● Exercise directions: In the Mastercard stock article, reproduce word for word the passage from "According to Mastercard’s" up to and including "earned in the same quarter of 2019.".

---- Text provided

Is Mastercard Stock A Buy?

Mastercard Inc (NYSE:MA) is an American financial institution with a global footprint. It created a large payment processing infrastructure that seamlessly connects retailers, banks, and consumers for fast, secure financial transactions.

While it trails rival Visa Inc (NYSE:V) in transaction volume, it has just as large of a network and market acceptance. However, the economy is heading for turmoil, and the company is losing market share to fintech competitors ranging from PayPal (NASDAQ:PYPL) and Square (NYSE:SQ) to cryptocurrencies. So, is Mastercard stock overvalued?

It’s also facing scrutiny in Europe, which wants to remove itself from dependence on American financial corporations. This could put pressure on the company’s shareholders, who just got used to a consistently raised dividend that reached $1.60 in 2020.

That is only 0.47 percent based on a 47.57 percent P/E ratio. Let’s dive into Mastercard to figure out if it can maintain its $340+ billion market cap in 2021.

Why Mastercard Stock Went Up

Mastercard a critical part of the global payment infrastructure, so it was largely unbothered by Covid-19.

Although retailers felt a squeeze with changing consumer purchase habits during the lockdown, consumers still spent money.

Mastercard has over 2.2 billion payment cards bearing its logo around the world, and they’re accepted by over 35 million merchants in over 200 countries.

This led to them collecting $3.26 billion in revenues for the quarter ending June 30 and $3.98 billion for the quarter ending March 31. While this is still lower than previous years, they still had enough infrastructure in place to handle the problem.

Besides ecommerce, consumers largely turned to contactless payment options, which saw a 37 percent increase when retailers reopened over the summer.

The travel industry was the biggest hit for the company, as nearly a quarter of all leisure and hospitality jobs were lost during the pandemic.

This accounted for 36 percent of job losses across all industries and points to the over-40-percent revenue losses in the industry in 2020.

But service-based spending (i.e. on cybersecurity, cloud computing, and other services necessary for remote work and school) increased to help the company make up for the losses.

Here’s a look at the company’s financial position in 2020.

Mastercard Financials Expected To Bounce Back?

According to Mastercard’s second fiscal quarter 2020 earnings statement, net revenue was $3.3 billion for the quarter, a drop of nearly 20 percent from the $4.1 earned in the same quarter of 2019.

Operating expenses were $1.6 billion, while operating income was $1.7 billion. This led to a $1.4 billion net income for the quarter, versus $2.0 billion in the same quarter of 2019.

Still, the company paid $401 million in dividends to shareholders and resumed its share repurchase program by the end of the second quarter.

Gross dollar volume is down 10 percent and cross-border volume (which is an important revenue driver for the company) is down 45 percent because of the travel restrictions.

It still has $5.9 billion of share buyback authorizations, and it plans to continue with that effort throughout the rest of the year.

For the first half of 2020, Mastercard generated $7.3 billion in net revenue, versus $8.0 billion in 2019. This is a strong indicator that the company is adjusting well to the new economy.

Still, there’s no denying Mastercard faces obstacles over the coming years, especially outside the U.S., as the geopolitical climate heats up among escalating trade wars.

The company needs to work hard to expand its mobile and digital reach, while fighting off competitors coming from all directions. This leaves some analysts fearing the stock may not be able to sustain its current market value.

--------
---- Exercise data

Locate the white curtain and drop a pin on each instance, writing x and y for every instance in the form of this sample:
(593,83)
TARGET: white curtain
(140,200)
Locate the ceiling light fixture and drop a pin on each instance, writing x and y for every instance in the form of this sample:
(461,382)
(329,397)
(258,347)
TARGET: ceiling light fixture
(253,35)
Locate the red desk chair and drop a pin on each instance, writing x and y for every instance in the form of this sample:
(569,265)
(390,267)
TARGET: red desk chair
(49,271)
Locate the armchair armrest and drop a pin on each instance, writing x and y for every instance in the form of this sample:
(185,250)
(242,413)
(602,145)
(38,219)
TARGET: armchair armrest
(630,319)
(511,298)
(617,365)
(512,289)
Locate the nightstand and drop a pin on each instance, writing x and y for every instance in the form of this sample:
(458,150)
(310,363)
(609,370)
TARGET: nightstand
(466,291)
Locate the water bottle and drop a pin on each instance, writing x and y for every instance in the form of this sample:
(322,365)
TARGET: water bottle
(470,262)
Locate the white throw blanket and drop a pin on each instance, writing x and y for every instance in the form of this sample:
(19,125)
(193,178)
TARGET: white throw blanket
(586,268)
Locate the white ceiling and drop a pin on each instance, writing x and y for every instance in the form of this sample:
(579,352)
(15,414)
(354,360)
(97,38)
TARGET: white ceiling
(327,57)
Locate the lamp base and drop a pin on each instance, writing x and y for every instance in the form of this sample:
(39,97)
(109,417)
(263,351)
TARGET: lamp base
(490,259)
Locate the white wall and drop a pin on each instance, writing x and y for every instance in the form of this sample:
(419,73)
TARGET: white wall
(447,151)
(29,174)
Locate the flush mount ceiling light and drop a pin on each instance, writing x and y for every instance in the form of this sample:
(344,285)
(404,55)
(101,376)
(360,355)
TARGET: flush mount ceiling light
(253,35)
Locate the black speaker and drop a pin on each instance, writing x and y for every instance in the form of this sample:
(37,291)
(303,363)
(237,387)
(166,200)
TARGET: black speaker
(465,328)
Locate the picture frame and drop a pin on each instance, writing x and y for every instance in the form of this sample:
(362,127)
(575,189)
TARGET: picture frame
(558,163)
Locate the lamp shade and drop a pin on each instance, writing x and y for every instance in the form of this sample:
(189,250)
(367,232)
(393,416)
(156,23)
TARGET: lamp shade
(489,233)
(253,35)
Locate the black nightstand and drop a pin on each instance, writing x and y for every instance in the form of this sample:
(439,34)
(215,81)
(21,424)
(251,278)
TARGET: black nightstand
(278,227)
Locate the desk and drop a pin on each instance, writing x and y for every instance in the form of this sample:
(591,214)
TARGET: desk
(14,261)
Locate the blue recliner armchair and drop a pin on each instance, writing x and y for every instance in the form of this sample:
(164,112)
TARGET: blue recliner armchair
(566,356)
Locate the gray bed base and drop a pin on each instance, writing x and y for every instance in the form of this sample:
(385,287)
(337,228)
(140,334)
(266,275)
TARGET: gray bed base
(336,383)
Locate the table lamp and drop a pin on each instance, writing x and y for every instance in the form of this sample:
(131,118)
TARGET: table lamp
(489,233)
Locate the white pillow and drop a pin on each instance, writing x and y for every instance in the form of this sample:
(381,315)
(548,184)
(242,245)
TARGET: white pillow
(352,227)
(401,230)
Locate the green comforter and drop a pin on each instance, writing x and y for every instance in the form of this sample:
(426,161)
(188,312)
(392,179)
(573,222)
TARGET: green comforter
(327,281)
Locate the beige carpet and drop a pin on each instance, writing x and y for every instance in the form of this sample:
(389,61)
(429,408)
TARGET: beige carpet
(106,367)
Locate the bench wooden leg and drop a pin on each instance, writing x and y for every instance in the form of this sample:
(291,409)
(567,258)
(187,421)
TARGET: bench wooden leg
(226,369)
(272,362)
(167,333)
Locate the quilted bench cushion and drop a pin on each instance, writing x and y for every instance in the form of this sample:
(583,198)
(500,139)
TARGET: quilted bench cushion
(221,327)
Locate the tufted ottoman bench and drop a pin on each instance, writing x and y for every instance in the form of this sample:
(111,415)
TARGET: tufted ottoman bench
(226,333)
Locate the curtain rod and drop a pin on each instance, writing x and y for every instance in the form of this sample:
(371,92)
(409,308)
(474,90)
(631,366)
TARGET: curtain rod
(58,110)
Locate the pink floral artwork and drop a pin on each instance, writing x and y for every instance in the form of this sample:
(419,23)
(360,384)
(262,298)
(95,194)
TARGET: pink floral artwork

--------

● Problem solution:
According to Mastercard’s second fiscal quarter 2020 earnings statement, net revenue was $3.3 billion for the quarter, a drop of nearly 20 percent from the $4.1 earned in the same quarter of 2019.